Work item
Starting at the line that has "Target: green grass" and stopping after the line that has "Target: woman in plaid shirt", reproduce the listing below exactly; omit everything else.
================================
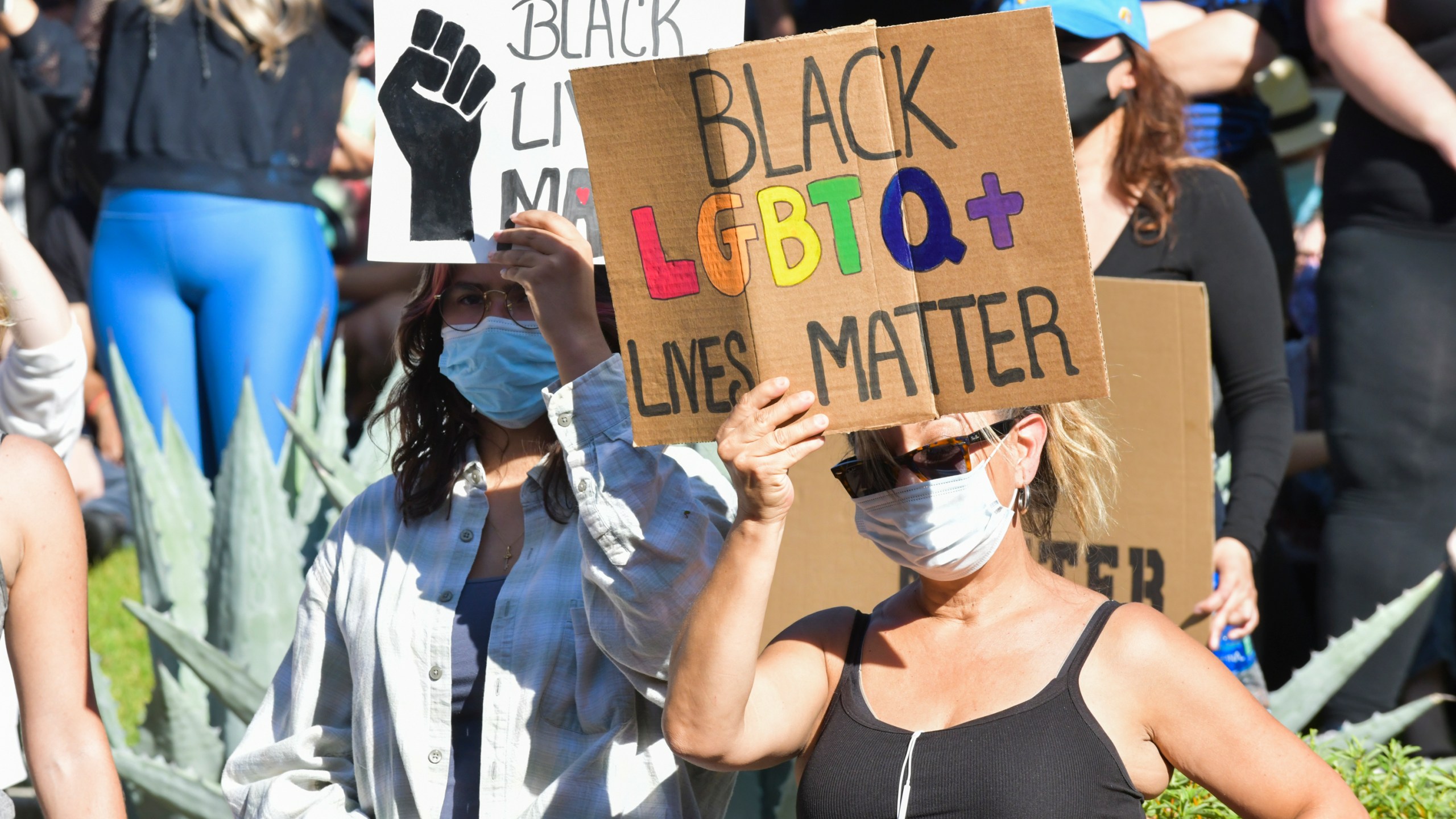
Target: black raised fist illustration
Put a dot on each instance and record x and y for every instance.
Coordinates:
(439, 139)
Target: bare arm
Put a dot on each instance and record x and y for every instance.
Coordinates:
(1382, 72)
(46, 626)
(35, 301)
(1207, 726)
(1167, 16)
(729, 709)
(1216, 55)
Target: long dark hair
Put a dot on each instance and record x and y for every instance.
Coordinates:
(437, 424)
(1151, 148)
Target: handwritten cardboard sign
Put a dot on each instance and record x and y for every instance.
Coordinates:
(1160, 547)
(887, 216)
(478, 114)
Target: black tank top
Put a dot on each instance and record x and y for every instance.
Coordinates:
(1046, 758)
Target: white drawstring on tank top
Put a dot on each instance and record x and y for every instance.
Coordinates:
(906, 770)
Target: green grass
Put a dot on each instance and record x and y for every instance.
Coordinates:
(1389, 780)
(118, 637)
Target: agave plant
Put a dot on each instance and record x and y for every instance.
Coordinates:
(222, 572)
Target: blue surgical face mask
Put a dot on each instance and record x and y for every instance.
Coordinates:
(500, 367)
(942, 530)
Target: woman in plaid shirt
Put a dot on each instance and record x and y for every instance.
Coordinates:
(487, 631)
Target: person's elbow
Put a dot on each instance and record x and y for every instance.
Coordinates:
(696, 742)
(71, 755)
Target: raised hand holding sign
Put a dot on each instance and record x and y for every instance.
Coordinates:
(439, 139)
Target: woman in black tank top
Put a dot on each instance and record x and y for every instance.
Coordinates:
(987, 688)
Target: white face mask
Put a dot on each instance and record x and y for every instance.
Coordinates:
(942, 530)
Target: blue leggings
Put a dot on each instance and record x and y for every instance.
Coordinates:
(201, 289)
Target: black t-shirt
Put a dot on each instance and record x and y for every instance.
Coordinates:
(181, 105)
(1213, 238)
(1378, 175)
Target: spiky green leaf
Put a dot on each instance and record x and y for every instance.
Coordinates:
(332, 432)
(233, 685)
(190, 741)
(1306, 693)
(1382, 727)
(172, 540)
(295, 468)
(107, 704)
(194, 494)
(171, 786)
(325, 460)
(172, 521)
(257, 554)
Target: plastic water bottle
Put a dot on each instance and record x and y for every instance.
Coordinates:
(1238, 656)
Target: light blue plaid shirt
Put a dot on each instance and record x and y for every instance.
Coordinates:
(357, 721)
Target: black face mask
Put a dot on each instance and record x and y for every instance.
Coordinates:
(1088, 104)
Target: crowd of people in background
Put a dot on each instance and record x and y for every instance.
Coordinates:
(1295, 156)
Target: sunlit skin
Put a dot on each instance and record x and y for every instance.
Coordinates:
(549, 264)
(43, 550)
(941, 653)
(1106, 214)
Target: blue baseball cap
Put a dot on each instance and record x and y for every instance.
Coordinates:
(1093, 19)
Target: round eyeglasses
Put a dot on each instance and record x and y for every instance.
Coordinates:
(465, 305)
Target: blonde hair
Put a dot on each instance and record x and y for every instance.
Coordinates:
(266, 27)
(1077, 471)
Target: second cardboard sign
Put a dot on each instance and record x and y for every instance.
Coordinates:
(887, 216)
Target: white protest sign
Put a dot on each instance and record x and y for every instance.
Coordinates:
(478, 118)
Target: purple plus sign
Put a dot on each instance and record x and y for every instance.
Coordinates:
(996, 209)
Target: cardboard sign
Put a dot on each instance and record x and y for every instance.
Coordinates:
(1160, 548)
(478, 114)
(890, 218)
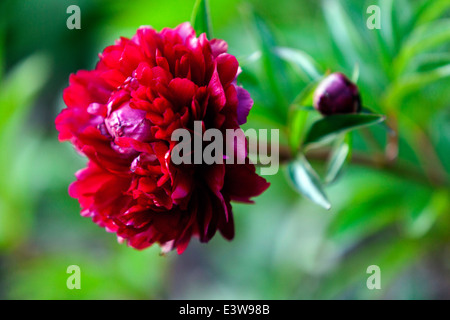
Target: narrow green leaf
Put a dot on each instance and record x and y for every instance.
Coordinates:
(307, 182)
(201, 18)
(340, 155)
(431, 10)
(420, 221)
(330, 126)
(345, 34)
(274, 68)
(414, 82)
(307, 66)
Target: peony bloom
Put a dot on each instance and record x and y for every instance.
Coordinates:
(121, 116)
(336, 94)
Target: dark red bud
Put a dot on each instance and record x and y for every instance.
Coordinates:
(336, 94)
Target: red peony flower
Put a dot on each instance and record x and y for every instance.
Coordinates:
(121, 116)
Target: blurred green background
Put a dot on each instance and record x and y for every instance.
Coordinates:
(394, 214)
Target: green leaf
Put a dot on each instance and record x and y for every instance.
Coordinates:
(330, 126)
(414, 82)
(274, 68)
(201, 18)
(423, 38)
(298, 115)
(14, 95)
(307, 67)
(431, 10)
(344, 32)
(420, 221)
(340, 155)
(307, 182)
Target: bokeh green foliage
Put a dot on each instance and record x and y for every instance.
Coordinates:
(394, 214)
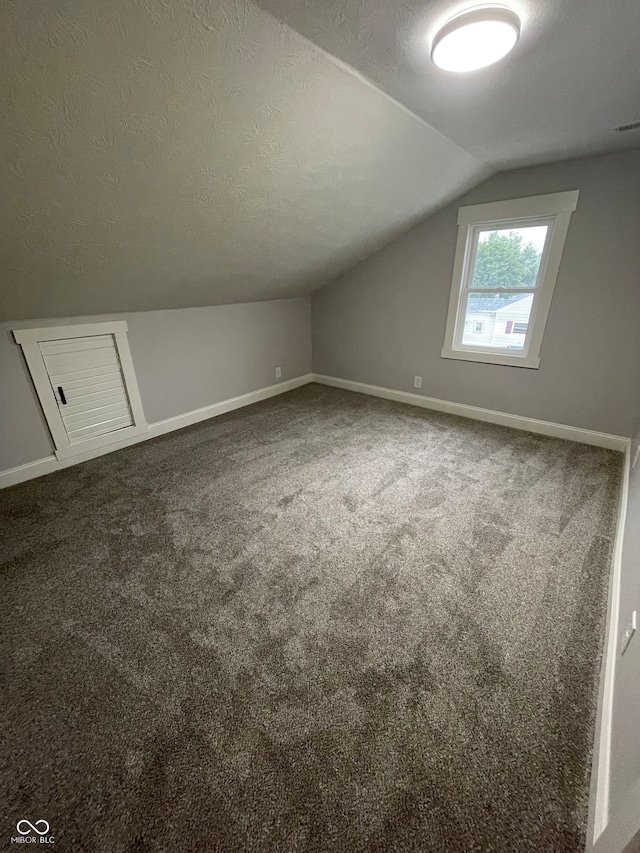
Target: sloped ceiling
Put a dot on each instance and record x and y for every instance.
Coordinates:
(163, 154)
(572, 78)
(175, 153)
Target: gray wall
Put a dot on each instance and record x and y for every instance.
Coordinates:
(625, 729)
(184, 359)
(383, 322)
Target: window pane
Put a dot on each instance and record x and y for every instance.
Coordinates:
(497, 320)
(509, 257)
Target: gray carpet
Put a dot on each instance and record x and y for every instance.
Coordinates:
(324, 623)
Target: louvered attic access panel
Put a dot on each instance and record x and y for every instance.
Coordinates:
(86, 384)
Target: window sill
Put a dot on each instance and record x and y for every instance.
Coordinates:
(492, 358)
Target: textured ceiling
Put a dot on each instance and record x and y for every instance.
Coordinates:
(574, 75)
(161, 154)
(172, 153)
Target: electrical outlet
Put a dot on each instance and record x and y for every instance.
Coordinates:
(629, 631)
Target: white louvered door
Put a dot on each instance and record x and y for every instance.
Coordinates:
(86, 384)
(87, 381)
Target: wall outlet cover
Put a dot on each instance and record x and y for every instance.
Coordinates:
(629, 631)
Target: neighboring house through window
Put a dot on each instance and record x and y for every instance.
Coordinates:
(505, 269)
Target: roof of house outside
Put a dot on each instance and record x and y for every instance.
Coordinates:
(483, 303)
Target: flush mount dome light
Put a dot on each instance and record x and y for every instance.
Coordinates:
(476, 38)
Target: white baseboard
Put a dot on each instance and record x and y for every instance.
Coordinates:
(600, 834)
(584, 436)
(48, 464)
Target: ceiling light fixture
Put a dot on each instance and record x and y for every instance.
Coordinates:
(476, 38)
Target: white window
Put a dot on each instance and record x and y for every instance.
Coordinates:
(507, 260)
(86, 384)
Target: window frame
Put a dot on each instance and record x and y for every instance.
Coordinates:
(553, 210)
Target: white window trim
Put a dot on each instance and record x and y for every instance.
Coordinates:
(29, 340)
(554, 209)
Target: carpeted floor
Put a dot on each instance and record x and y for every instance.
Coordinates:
(325, 623)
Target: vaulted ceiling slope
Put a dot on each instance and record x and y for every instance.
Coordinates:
(163, 154)
(573, 77)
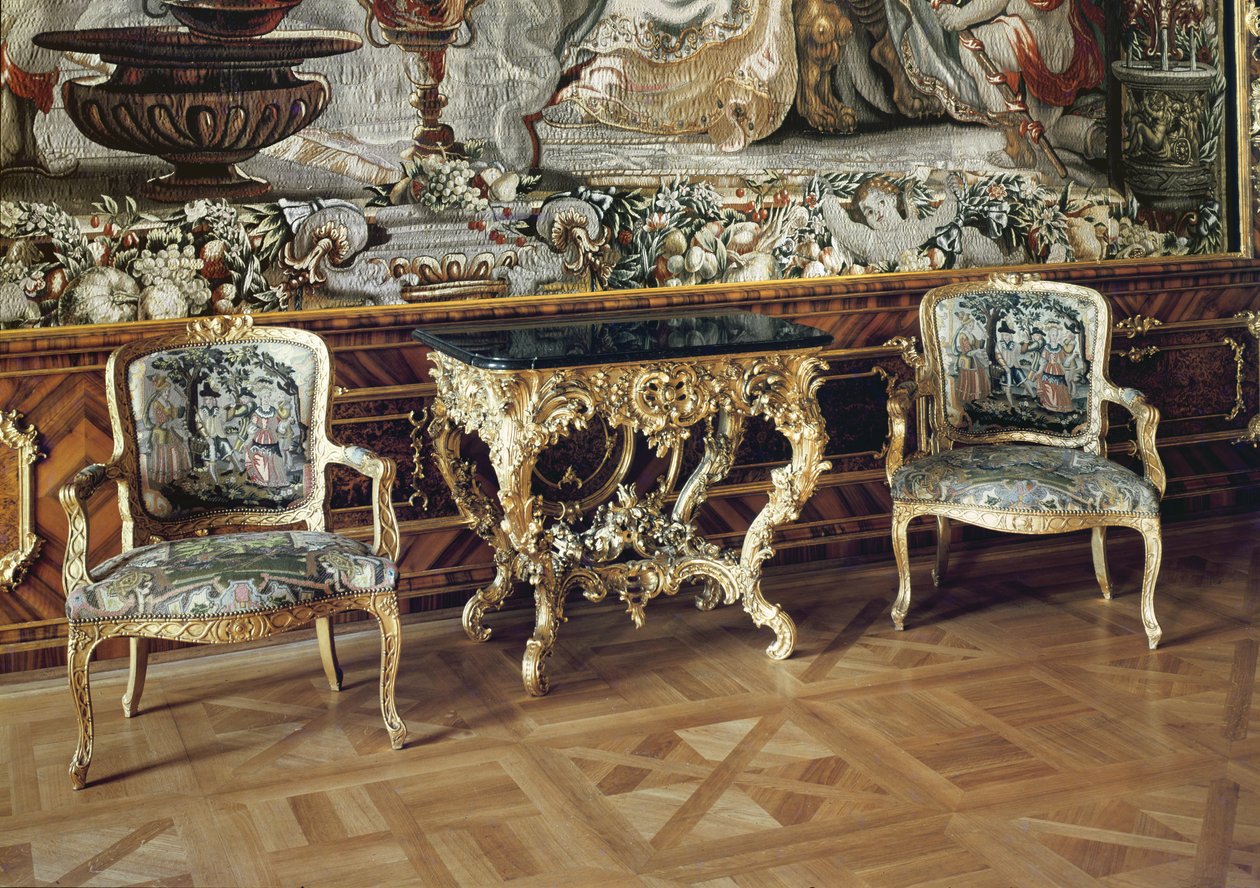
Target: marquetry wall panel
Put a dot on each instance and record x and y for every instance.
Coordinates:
(1200, 363)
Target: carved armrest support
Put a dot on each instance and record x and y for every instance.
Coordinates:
(1145, 421)
(381, 470)
(74, 495)
(900, 401)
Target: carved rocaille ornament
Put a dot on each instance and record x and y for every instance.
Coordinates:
(17, 499)
(631, 547)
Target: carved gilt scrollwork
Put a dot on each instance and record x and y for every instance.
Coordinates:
(519, 413)
(1137, 355)
(25, 450)
(417, 420)
(1137, 325)
(219, 328)
(1253, 432)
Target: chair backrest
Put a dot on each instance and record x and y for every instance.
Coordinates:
(221, 425)
(1017, 359)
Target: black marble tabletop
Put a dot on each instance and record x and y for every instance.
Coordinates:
(623, 340)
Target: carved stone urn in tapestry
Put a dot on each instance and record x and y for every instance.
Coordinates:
(1172, 101)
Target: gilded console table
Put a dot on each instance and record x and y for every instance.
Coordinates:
(521, 389)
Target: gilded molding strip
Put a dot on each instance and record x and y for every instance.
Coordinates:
(1253, 320)
(24, 441)
(417, 420)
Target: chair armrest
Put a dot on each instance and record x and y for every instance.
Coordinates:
(900, 401)
(1145, 420)
(74, 495)
(381, 470)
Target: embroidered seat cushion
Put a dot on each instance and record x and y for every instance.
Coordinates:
(229, 573)
(1025, 478)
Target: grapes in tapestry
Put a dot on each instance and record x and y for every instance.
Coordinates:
(223, 427)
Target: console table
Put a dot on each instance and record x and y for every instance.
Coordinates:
(521, 389)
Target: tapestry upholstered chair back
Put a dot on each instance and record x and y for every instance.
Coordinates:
(217, 427)
(219, 454)
(1017, 363)
(1008, 402)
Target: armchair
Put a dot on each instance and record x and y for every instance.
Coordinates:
(1012, 393)
(219, 452)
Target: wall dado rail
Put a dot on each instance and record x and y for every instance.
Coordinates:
(1187, 333)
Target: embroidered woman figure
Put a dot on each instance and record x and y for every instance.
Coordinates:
(1052, 389)
(1007, 354)
(266, 465)
(972, 379)
(168, 451)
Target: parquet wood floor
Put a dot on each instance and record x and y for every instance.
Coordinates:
(1018, 733)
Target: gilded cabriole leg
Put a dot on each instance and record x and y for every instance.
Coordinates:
(479, 509)
(1149, 529)
(136, 677)
(1098, 543)
(522, 519)
(901, 517)
(720, 446)
(489, 596)
(384, 607)
(941, 551)
(78, 655)
(795, 415)
(328, 651)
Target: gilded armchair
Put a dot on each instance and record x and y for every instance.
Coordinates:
(219, 454)
(1011, 426)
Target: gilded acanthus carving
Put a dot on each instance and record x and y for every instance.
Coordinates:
(23, 441)
(1138, 325)
(631, 547)
(1253, 432)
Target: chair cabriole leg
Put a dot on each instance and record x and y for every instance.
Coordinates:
(1098, 543)
(328, 651)
(901, 549)
(386, 610)
(1151, 573)
(78, 655)
(941, 551)
(136, 677)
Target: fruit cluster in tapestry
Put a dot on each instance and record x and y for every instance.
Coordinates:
(499, 148)
(223, 427)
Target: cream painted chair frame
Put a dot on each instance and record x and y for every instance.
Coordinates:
(124, 469)
(933, 436)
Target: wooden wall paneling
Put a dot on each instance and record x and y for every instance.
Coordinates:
(1186, 363)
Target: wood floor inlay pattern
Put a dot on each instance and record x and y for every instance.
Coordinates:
(1018, 733)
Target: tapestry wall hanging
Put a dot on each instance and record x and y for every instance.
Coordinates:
(192, 156)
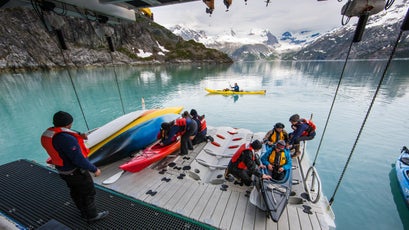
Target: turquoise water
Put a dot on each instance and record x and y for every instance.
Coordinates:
(368, 197)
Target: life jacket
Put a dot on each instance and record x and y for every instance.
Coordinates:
(236, 159)
(283, 159)
(202, 123)
(311, 128)
(47, 143)
(273, 136)
(181, 122)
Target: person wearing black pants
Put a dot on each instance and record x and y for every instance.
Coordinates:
(188, 135)
(69, 155)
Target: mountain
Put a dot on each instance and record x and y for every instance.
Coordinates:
(253, 45)
(381, 31)
(380, 34)
(29, 43)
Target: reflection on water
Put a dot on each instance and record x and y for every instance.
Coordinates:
(29, 100)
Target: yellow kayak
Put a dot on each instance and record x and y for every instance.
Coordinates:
(227, 91)
(148, 115)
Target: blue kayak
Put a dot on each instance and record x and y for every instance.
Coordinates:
(130, 141)
(402, 172)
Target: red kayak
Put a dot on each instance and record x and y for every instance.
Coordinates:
(150, 155)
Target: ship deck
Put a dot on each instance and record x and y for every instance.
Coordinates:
(177, 185)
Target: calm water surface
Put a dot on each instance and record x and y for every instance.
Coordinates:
(368, 197)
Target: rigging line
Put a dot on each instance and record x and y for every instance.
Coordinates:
(366, 117)
(117, 83)
(332, 104)
(75, 90)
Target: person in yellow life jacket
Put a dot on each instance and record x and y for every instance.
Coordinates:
(277, 160)
(245, 163)
(276, 134)
(68, 153)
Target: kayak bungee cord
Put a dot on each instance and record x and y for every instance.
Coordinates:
(405, 26)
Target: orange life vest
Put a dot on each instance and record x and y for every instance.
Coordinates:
(309, 130)
(203, 124)
(47, 143)
(237, 155)
(181, 122)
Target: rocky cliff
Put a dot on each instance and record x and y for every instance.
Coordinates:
(26, 44)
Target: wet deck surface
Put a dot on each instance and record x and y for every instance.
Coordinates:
(179, 187)
(172, 184)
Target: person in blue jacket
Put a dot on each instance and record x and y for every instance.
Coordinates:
(188, 135)
(68, 153)
(277, 160)
(236, 88)
(304, 130)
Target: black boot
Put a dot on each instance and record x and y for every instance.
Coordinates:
(99, 216)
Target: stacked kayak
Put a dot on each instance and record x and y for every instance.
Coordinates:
(150, 155)
(224, 91)
(132, 137)
(402, 173)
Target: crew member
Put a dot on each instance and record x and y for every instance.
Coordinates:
(245, 163)
(278, 160)
(69, 155)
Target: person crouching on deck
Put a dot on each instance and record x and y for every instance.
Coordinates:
(278, 160)
(304, 130)
(276, 134)
(201, 127)
(245, 163)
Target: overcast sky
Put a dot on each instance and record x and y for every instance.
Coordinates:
(279, 16)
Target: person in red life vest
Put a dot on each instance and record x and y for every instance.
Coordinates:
(276, 134)
(188, 135)
(277, 160)
(69, 155)
(304, 130)
(200, 136)
(245, 163)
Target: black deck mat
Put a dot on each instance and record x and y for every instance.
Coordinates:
(32, 195)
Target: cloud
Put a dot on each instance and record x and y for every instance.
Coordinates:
(279, 16)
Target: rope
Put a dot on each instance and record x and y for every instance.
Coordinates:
(366, 117)
(75, 90)
(332, 105)
(117, 84)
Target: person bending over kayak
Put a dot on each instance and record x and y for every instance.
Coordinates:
(304, 130)
(277, 160)
(236, 88)
(276, 134)
(202, 127)
(245, 163)
(188, 135)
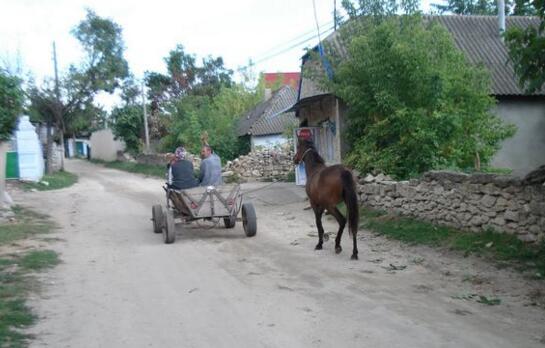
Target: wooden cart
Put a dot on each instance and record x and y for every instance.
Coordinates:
(210, 204)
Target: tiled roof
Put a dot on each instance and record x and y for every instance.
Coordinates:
(477, 37)
(270, 117)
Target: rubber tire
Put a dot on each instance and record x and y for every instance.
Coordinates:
(230, 222)
(249, 219)
(169, 229)
(157, 217)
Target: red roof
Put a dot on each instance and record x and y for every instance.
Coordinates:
(290, 78)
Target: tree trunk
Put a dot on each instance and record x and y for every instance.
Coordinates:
(3, 152)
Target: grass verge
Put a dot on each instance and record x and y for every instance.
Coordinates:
(132, 167)
(490, 244)
(16, 280)
(25, 223)
(55, 181)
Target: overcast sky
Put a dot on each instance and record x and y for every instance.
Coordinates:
(237, 30)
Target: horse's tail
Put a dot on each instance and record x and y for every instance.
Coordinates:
(351, 200)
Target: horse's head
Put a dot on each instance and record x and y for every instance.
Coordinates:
(303, 147)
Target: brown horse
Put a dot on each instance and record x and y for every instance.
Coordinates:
(326, 187)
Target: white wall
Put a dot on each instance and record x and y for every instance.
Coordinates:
(268, 141)
(525, 151)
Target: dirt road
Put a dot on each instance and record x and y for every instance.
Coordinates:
(120, 286)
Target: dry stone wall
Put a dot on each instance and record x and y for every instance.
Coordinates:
(261, 165)
(469, 202)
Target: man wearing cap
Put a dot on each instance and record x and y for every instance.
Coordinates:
(180, 171)
(210, 174)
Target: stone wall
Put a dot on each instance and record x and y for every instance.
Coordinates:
(261, 165)
(469, 202)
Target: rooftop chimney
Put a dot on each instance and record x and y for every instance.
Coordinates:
(501, 17)
(268, 94)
================================
Answer
Target: green grass
Put a dot on each instance and record x and y for every instance.
Coordinates:
(1389, 780)
(118, 637)
Target: agave plant
Put a dot on each instance and record x and y for every instance.
Coordinates:
(222, 572)
Target: blue surgical face mask
Put a dot on each instance and record x and y for every instance.
Coordinates:
(500, 367)
(942, 530)
Target: woman in plaid shirt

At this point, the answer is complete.